- SUPPLIED TEXT -
--------------------
Colour Measurement and Mixture
CHAPTER X.
Extinction of Colour by White Light--Extinction of White Light by Colour.
In the last chapter we have shown the impossibility of matching the hue of the simple colours between the violet and the green, unless a certain and appreciable quantity of white light be added to them. We will now turn to a phase of colour measurement which will materially help us to see why, in some cases, the addition of white light to the simple spectrum colours, between the red and green, does not appear necessary in order to make a match with a mixture of red and green.
We will ask ourselves two questions: one is, whether any colour, and if so how much, can be added to white without appearing to the eye? and the other, if any, and if so how much, white light can be added to a colour without its being perceived?
Perhaps one of the readiest methods of explaining exactly what we mean is by a rotating disc. Suppose we have a red disc, of nine or ten inches in diameter, and at every one inch from the centre paste on it a white wafer about one-eighth of an inch in diameter, and cause it to rapidly rotate. On examination we shall find that pink rings will be formed by the combination of the white and red near the centre, but that towards the margins no rings will be visible, owing of course to more red being combined with the same amount of white. This shows that the eye is only sensitive to a certain degree, and cannot distinguish a very small diminution in colour purity. The intensity of the light has something to do with the number of these pink rings which are visible, as may readily be tested in a room. If the rotating disc be placed near a window, and the number of rings visible be counted, a different number will be visible when it is placed in a dark corner. A kindred experiment is to place red circular wafers upon a white disc, and note the rings visible. This gives the sensitiveness of the eye for the diminution in intensity at the other end of the scale. It will be found that there is a marked difference between the two.
Fig. 32.--Diaphragm in front of Prism.
It is more instructive if we experiment with pure colours, and so we must resort to our colour patch apparatus described in Fig. 6. If a small circular aperture about quarter of an inch in diameter be cut in a card, and placed in front of the prism nearest the camera lens (Fig. 32), the colour patch, instead of being an image of the face of the prism, will be an image of the circular hole, and when the slit is passed through the spectrum we shall have a coloured spot on the screen, on which we can superpose a patch of white light from the reflected beam. There are two ways in which we can reduce the intensity of the spot, by narrowing the slit through which the spectral ray passes or by placing the rotating sectors in front of the coloured beam. This last, perhaps, is the readiest plan, as it only involves the reading of the sector. We can then diminish the intensity of the coloured spot to such a degree that by its dilution with white light it will entirely disappear. It will be found that red disappears at a different aperture of sector to that required for the green, and the green to that for the blue.
--------------------
- STORED RECORDS -

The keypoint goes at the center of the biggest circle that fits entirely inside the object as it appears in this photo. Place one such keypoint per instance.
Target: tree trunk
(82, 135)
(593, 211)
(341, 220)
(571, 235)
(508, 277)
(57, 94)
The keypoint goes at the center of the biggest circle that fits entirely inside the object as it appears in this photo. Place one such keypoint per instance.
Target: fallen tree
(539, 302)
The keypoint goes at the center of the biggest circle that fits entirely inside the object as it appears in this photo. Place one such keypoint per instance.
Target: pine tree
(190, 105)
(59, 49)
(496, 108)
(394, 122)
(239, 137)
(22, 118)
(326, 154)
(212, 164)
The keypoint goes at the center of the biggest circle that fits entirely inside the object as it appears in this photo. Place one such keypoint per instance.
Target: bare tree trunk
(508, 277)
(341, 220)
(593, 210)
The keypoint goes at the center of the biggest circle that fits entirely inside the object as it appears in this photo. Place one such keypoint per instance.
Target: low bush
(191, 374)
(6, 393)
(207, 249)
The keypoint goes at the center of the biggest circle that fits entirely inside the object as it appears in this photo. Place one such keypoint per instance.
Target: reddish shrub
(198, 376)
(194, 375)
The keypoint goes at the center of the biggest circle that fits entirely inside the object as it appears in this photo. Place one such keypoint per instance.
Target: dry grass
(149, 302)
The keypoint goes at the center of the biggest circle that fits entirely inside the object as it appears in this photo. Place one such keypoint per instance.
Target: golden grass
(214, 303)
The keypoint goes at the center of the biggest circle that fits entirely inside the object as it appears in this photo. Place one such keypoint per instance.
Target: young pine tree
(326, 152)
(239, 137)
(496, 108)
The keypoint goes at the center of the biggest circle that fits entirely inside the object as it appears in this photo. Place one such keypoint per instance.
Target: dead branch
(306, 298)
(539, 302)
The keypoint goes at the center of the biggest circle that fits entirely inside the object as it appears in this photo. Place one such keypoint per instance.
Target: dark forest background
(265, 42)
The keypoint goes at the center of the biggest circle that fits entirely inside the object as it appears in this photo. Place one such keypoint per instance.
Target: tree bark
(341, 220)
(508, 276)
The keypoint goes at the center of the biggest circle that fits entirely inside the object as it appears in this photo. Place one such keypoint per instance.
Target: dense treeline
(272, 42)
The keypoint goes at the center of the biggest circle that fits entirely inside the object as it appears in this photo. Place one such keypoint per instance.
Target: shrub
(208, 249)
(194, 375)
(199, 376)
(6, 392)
--------------------
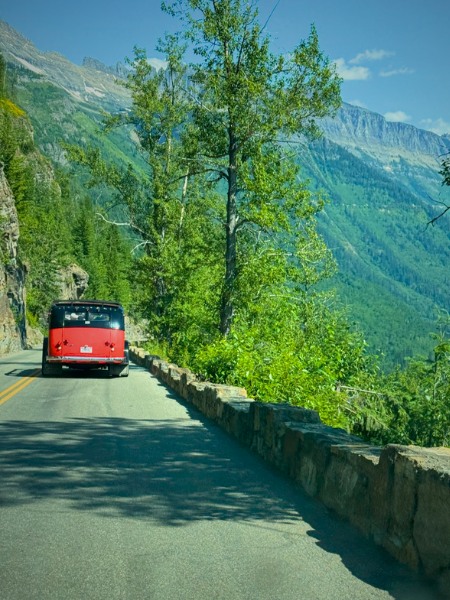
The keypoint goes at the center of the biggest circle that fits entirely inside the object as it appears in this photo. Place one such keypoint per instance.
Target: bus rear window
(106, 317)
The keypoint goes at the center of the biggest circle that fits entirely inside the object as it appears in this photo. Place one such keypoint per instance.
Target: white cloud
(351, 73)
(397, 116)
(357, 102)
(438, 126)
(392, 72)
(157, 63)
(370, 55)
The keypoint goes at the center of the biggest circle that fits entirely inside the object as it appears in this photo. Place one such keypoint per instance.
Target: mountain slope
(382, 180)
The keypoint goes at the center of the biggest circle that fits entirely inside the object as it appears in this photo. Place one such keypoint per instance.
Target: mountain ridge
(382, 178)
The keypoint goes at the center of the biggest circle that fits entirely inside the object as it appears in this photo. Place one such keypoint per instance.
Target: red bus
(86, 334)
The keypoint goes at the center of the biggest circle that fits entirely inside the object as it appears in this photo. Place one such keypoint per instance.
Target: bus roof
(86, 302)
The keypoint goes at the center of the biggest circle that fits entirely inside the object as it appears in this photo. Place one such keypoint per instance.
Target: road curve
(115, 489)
--------------------
- CHALLENGE 1 -
What two ways of reducing the intensity of the colored spot does the chapter on color extinction give?
- CHALLENGE 2 -
Repeat the passage from the chapter on color extinction, starting with "Extinction of Colour" and going on through "red and green.".
Use only the chapter on color extinction to complete these.

- WORKED SOLUTION 1 -
Narrowing the slit through which the spectral ray passes, or placing the rotating sectors in front of the colored beam.

- WORKED SOLUTION 2 -
Extinction of Colour by White Light--Extinction of White Light by Colour.
In the last chapter we have shown the impossibility of matching the hue of the simple colours between the violet and the green, unless a certain and appreciable quantity of white light be added to them. We will now turn to a phase of colour measurement which will materially help us to see why, in some cases, the addition of white light to the simple spectrum colours, between the red and green, does not appear necessary in order to make a match with a mixture of red and green.